Written task A =
In the data flow orchestration text, rewrite the part starting at "Our new Dynamic Data Flow Orchestration leverages" and ending at "and reducing failures.", replacing "manifest" with "plan".

Source passage =
Deploy and Destroy Infrastructure: The underlying cloud infrastructure model (e.g., Cloud Functions, Cloud Run) that allows resources to be provisioned only for the duration of a job, contributing to cost efficiency.

Press Release Template

Capability Name

Dynamic Data Flow Orchestration

Headline

New Dynamic Data Flow Orchestration Ensures Self-Healing, Cost-Effective, and Always Up-to-Date Data Pipelines for Data Teams

Introduction

The Data Platform team is thrilled to announce the launch of our new Dynamic Data Flow Orchestration capability. This revolutionary approach automates the management of data pipelines, dynamically adapting to changes in data rules and dependencies. It’s designed for data engineers and platform users, ensuring data flows are always current, reliable, and efficiently processed.

Problem

“As a data engineer, I used to dread making changes to data pipelines. Things would constantly get out of sync, and I’d spend hours manually fixing failures just because a dependency changed or a new column was added. It was hard to trust that what was running was the freshest version of our data flows.”

Solution

Our new Dynamic Data Flow Orchestration leverages a context database to store all data rules and logic. When new data arrives, or a scheduled trigger occurs, the system dynamically generates a manifest on-the-fly, identifying all downstream dependencies and launching jobs in parallel. This means data flows self-heal and adapt automatically to changes like new rules or renamed tables, eliminating manual syncing and reducing failures.

By using Pub/Sub messaging and serverless infrastructure like BigQuery and Cloud Run, pipelines run with very little latency and significantly lower costs, as there’s no constant orchestration server running. Validation mechanisms ensure only valid changes update the production context, preventing breaks. The system will even automatically rebuild and refresh tables downstream if upstream changes are detected, generally taking care of 99% of common issues without manual intervention.

Data Platform Product Manager

“With Dynamic Data Flow Orchestration, we’ve fundamentally improved the maintainability and reliability of our data pipelines. The self-healing nature and always-up-to-date lineage significantly boost trust in our data, allowing our engineers to focus on value creation rather than constant firefighting.”

Data Platform User

“I love that I don’t have to worry if the data I’m using is fresh or if a pipeline has broken behind the scenes. This system just works! I can add a new rule or even rename a table, and the data flows seamlessly adapt without me having to lift a finger.”

Get Started

This capability is active across our data platform today, ensuring reliable and fresh data for all users. To learn more about how Dynamic Data Flow Orchestration ensures always-fresh and robust data, please contact your data platform product manager or visit agiledata.io for documentation.

AgileData Podcast Episode

https://podcast.agiledata.io/e/orchestrating-dynamic-data-flows-agiledata-engineering-pattern-1-episode-67/

Listen to Podcast Epsiode

AgileData Podcast Episode Transcript

Shane: Welcome to the Agile Data Podcast. I'm Shane Gibson.

Input for this task =
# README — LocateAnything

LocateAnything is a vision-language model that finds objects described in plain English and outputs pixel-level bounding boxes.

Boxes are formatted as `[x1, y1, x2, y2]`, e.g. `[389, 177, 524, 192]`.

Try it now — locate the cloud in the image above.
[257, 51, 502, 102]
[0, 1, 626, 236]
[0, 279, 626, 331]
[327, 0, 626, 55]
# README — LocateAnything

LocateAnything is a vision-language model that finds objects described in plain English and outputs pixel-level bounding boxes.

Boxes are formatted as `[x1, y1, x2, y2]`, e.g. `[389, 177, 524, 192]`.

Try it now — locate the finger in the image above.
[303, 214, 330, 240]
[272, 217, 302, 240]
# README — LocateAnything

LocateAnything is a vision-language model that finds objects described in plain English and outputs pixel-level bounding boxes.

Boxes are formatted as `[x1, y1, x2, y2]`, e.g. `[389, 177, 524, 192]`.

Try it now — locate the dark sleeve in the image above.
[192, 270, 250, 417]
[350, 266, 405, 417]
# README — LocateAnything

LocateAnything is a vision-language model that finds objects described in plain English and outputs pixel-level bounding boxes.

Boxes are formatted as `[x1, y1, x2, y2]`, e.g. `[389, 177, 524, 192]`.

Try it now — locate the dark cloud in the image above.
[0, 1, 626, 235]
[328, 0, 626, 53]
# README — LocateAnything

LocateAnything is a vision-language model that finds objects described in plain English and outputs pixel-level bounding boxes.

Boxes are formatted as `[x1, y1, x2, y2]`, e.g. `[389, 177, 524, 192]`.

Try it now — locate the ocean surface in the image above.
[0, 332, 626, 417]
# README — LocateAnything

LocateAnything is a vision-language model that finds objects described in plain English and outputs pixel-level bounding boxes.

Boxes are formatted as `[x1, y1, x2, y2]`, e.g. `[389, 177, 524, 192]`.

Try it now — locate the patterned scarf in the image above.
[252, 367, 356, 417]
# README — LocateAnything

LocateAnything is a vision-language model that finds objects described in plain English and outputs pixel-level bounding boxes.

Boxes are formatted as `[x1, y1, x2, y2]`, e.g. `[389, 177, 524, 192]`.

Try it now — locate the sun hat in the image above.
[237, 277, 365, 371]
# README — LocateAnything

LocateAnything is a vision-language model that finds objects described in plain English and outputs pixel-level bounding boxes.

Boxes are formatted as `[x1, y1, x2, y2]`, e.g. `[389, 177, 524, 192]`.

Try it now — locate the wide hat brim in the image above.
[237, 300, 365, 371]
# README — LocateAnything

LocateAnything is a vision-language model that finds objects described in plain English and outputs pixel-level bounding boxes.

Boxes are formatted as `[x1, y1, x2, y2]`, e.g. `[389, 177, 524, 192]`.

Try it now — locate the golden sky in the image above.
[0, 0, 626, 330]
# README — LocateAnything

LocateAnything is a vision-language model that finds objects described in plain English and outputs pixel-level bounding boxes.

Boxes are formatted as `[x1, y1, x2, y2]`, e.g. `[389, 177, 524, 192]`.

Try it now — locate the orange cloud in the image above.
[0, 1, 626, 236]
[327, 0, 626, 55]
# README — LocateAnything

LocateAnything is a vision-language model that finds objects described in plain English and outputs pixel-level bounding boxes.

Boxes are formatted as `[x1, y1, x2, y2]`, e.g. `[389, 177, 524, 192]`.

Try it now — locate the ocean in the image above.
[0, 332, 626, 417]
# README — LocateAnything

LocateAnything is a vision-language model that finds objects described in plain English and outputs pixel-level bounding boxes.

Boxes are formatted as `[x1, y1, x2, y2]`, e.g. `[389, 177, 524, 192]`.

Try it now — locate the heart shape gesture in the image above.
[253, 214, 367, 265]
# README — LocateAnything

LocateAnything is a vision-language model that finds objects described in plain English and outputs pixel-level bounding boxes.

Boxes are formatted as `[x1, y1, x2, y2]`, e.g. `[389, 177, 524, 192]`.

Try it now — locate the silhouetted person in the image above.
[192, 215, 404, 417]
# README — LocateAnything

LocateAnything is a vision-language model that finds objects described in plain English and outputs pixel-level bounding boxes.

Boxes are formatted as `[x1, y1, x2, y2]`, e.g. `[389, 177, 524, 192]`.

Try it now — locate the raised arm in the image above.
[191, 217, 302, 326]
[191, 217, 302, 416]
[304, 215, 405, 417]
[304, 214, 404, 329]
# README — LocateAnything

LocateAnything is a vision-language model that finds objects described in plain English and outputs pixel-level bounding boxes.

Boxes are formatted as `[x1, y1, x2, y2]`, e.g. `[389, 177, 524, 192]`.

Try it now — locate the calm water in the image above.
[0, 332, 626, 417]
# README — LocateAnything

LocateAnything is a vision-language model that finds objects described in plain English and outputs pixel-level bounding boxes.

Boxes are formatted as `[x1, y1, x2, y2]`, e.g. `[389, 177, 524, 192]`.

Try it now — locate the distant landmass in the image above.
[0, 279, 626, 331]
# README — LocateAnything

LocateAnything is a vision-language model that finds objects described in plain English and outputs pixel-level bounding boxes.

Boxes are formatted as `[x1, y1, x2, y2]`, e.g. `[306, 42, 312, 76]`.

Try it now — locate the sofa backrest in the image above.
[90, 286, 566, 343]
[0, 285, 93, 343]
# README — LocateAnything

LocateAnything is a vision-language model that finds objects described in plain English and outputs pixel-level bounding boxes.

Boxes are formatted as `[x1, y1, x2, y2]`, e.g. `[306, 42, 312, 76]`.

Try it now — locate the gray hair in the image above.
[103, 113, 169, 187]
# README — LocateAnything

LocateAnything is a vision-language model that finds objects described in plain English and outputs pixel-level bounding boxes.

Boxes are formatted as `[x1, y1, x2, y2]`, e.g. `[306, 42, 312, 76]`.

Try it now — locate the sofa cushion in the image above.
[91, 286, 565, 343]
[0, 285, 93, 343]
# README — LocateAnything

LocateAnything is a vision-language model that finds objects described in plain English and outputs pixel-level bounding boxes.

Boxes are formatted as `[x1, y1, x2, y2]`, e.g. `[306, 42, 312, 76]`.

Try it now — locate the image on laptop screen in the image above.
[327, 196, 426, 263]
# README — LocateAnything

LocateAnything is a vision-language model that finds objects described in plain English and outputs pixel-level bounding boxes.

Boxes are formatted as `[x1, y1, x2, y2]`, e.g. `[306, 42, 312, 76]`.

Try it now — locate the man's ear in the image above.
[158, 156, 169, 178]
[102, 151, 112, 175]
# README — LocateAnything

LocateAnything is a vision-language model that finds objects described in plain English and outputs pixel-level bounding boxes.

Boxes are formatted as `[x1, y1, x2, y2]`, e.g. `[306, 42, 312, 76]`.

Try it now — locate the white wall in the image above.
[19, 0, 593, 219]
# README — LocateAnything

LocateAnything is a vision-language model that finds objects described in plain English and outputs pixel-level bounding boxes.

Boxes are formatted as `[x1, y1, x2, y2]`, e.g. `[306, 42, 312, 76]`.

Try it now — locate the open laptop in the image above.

Written task B =
Turn the rows into a Markdown table with the columns Number and Line, starting at the first line of the rows and ending at the line that contains "Try it now — locate the cloud". Skip the blank lines.

Written response A =
Our new Dynamic Data Flow Orchestration leverages a context database to store all data rules and logic. When new data arrives, or a scheduled trigger occurs, the system dynamically generates a plan on-the-fly, identifying all downstream dependencies and launching jobs in parallel. This means data flows self-heal and adapt automatically to changes like new rules or renamed tables, eliminating manual syncing and reducing failures.

Written response B =
| Number | Line |
|---|---|
| 1 | # README — LocateAnything |
| 2 | LocateAnything is a vision-language model that finds objects described in plain English and outputs pixel-level bounding boxes. |
| 3 | Boxes are formatted as `[x1, y1, x2, y2]`, e.g. `[389, 177, 524, 192]`. |
| 4 | Try it now — locate the cloud in the image above. |